INSTRUCTIONS TO FOLLOW →
Leave out every line that comes before the one containing "the white tent", and reproduce the rest of the listing below exactly, through its last line.

=== GIVEN ENTRIES ===

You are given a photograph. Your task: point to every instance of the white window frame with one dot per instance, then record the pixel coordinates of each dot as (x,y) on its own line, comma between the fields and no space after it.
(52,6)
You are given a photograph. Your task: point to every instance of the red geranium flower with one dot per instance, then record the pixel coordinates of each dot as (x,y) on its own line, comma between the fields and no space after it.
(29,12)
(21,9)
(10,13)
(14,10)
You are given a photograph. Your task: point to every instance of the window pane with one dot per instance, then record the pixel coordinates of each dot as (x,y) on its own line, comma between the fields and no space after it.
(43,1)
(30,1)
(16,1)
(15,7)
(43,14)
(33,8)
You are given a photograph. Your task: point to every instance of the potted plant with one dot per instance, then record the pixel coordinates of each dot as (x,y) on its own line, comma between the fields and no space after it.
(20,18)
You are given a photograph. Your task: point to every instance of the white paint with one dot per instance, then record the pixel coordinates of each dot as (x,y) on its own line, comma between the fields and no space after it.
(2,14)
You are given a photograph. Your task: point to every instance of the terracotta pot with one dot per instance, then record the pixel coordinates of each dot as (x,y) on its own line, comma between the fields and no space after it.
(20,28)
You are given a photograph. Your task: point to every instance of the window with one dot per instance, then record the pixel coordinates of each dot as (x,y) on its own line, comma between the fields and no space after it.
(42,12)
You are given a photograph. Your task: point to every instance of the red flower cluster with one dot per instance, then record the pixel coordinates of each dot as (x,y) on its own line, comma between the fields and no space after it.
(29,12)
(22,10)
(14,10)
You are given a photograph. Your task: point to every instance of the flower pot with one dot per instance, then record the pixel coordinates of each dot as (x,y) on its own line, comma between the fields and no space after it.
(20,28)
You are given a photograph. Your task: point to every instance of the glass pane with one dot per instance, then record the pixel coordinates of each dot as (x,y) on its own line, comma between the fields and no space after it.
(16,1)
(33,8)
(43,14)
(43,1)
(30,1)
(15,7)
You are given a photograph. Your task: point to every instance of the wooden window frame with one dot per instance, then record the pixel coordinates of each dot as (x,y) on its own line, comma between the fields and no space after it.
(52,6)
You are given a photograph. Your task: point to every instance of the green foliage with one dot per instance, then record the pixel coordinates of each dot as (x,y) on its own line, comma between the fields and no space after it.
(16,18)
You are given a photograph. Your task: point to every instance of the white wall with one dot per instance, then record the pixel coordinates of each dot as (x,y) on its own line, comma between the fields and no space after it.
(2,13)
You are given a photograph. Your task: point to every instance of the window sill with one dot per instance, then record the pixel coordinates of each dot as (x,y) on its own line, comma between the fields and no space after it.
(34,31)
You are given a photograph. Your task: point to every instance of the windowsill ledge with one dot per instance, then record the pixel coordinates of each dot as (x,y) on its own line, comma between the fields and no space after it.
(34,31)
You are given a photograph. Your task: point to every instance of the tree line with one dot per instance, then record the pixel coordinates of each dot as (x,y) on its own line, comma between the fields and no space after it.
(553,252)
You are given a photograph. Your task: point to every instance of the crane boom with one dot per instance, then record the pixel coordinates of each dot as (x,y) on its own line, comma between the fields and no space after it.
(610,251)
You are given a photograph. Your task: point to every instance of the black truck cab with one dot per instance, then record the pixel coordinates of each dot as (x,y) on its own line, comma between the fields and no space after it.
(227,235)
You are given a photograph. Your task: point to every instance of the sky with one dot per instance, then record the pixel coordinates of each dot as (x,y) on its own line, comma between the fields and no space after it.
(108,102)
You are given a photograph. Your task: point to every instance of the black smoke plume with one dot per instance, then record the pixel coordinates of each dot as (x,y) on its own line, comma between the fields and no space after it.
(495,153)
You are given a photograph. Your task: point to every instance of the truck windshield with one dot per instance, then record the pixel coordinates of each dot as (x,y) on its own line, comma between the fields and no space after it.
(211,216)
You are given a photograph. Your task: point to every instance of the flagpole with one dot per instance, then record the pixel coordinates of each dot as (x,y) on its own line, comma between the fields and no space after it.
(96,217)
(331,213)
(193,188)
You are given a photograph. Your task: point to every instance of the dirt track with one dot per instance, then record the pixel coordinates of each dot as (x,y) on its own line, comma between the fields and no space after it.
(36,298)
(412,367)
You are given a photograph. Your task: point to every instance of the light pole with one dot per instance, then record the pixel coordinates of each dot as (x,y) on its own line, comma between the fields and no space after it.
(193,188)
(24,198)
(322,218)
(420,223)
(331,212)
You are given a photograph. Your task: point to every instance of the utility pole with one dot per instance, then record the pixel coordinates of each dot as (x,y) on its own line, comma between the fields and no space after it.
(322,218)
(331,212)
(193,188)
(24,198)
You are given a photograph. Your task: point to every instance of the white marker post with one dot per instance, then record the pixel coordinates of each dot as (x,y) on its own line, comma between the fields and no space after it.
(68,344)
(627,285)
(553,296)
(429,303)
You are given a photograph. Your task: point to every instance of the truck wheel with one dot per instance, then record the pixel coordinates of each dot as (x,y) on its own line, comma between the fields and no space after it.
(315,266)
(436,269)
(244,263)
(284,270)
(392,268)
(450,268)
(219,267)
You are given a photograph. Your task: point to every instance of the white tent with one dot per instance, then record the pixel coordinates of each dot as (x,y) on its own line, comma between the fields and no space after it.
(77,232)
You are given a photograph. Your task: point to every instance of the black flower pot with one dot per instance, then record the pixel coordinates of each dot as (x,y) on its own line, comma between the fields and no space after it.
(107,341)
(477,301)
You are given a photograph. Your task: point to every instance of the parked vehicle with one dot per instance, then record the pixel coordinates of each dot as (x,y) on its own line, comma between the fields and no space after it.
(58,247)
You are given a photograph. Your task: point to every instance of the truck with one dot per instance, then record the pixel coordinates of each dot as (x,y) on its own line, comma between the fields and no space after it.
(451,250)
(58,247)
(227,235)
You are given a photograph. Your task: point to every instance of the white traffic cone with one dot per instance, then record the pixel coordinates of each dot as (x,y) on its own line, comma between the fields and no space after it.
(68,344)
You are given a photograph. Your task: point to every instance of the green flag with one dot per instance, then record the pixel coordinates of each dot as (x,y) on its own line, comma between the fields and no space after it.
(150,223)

===

ANSWER SPACE →
You are given a photograph. Your task: point to every instance of the white tent with one dot per instance, then record the pixel coordinates of each dot as (x,y) on its own line, comma between the fields and no space after it.
(77,232)
You are given a photograph. Your task: point to every instance of the black flower pot with one dot per instance, then record the pixel coordinates of each dot as (x,y) on its own line, comma between the fields and no space after it.
(107,341)
(477,301)
You are given a photograph. Your task: point to every instance of the parked vehicle with one dot per instance, then record the pixel coordinates of each dot as (x,y) on its own line, comma between the fields and no space after it.
(58,247)
You are given a photograph. Your task: point to every instance of the truck with one dot per instance, then record the pixel coordinates of each dot as (x,y) on its own line, comma between the fields and no space after it.
(451,250)
(58,247)
(227,235)
You are given a photograph. Your task: point to every instance of the white traffic cone with one dot per instance, then record the pixel coordinates of each dot as (x,y) on its own line, comma between the fields and no space after it.
(68,344)
You are given a photograph. Your task: point to every instance of the green flag with one dot per instance, then record the pixel coordinates of each dot as (x,y) on its own line, comma between the fields and no space after it.
(150,223)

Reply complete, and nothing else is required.